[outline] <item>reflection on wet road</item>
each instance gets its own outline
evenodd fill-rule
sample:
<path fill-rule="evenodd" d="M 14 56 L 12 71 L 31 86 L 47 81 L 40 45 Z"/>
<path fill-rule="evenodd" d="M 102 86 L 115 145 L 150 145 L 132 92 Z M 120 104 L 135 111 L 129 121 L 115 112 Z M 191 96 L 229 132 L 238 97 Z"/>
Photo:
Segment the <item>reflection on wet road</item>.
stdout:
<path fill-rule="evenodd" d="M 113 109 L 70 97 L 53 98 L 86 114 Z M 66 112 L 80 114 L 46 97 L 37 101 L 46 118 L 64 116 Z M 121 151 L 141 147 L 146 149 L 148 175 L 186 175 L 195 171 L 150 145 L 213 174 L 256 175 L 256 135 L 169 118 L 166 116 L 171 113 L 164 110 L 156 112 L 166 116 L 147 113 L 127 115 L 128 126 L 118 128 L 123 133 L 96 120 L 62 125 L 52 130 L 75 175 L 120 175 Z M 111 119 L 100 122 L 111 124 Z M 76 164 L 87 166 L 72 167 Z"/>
▬▬▬
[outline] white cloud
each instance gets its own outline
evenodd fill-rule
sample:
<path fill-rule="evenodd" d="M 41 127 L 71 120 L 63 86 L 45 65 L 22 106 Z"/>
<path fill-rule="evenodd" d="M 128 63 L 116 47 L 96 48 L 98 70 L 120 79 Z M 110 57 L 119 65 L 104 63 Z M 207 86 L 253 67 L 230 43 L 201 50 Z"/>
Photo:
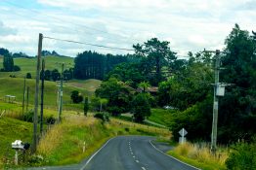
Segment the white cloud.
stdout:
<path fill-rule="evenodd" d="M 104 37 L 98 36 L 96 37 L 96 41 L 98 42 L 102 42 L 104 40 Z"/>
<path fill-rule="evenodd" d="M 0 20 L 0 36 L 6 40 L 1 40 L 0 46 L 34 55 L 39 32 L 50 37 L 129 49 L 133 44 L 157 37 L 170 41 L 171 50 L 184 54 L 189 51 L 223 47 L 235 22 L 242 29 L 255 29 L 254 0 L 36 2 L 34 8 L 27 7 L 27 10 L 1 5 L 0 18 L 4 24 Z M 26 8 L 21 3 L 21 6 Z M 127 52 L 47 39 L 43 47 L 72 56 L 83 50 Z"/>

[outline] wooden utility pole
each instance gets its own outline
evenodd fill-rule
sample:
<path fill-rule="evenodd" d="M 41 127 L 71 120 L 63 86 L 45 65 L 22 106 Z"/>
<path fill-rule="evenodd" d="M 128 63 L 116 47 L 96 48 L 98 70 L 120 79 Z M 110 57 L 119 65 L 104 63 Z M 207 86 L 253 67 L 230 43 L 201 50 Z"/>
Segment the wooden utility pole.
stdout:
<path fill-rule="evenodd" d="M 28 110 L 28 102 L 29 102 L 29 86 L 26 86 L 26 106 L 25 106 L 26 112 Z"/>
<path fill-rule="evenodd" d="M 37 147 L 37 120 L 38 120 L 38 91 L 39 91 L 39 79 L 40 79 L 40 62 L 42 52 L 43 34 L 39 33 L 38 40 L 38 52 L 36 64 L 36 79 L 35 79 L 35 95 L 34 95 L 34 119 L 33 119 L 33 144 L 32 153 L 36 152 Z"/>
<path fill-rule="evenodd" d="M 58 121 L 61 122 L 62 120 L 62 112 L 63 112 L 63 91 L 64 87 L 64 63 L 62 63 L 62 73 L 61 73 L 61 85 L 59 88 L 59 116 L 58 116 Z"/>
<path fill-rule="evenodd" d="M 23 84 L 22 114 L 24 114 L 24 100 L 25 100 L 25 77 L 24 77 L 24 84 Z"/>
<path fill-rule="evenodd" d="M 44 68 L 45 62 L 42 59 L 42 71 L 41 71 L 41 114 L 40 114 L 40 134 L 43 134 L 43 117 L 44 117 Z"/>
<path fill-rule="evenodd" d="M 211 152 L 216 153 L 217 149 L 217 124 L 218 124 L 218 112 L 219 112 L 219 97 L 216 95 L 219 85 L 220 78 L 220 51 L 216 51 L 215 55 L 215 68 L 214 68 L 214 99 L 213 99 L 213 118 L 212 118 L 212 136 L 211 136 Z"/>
▬▬▬
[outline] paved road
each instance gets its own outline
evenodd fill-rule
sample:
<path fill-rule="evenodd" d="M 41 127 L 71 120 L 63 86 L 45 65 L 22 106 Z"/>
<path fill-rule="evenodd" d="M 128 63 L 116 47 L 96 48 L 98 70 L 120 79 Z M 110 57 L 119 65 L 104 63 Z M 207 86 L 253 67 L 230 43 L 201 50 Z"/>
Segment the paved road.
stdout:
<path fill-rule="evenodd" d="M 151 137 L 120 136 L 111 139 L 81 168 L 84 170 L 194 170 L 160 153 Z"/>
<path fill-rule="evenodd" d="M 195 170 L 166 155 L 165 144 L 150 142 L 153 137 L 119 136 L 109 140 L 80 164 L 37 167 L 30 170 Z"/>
▬▬▬
=== SHORT TASK ===
Please convert the data from the line containing "[outline] paved road" up to and including the line containing "195 170 L 166" into a numbered list, skipping any blank lines.

=== OUTPUT FOR THIS EXERCISE ===
1. [outline] paved road
2. each instance gets its own outline
3. evenodd fill-rule
4. sample:
5. <path fill-rule="evenodd" d="M 41 127 L 71 120 L 63 86 L 45 65 L 22 106 Z"/>
6. <path fill-rule="evenodd" d="M 128 63 L 116 47 L 96 48 L 98 70 L 120 79 Z M 110 57 L 119 65 L 104 63 Z M 207 86 L 253 67 L 230 43 L 201 50 Z"/>
7. Segment the paved road.
8. stdout:
9. <path fill-rule="evenodd" d="M 151 137 L 120 136 L 111 139 L 81 168 L 84 170 L 194 170 L 160 153 Z"/>
10. <path fill-rule="evenodd" d="M 195 170 L 166 155 L 165 144 L 150 142 L 153 137 L 119 136 L 109 140 L 80 164 L 37 167 L 30 170 Z"/>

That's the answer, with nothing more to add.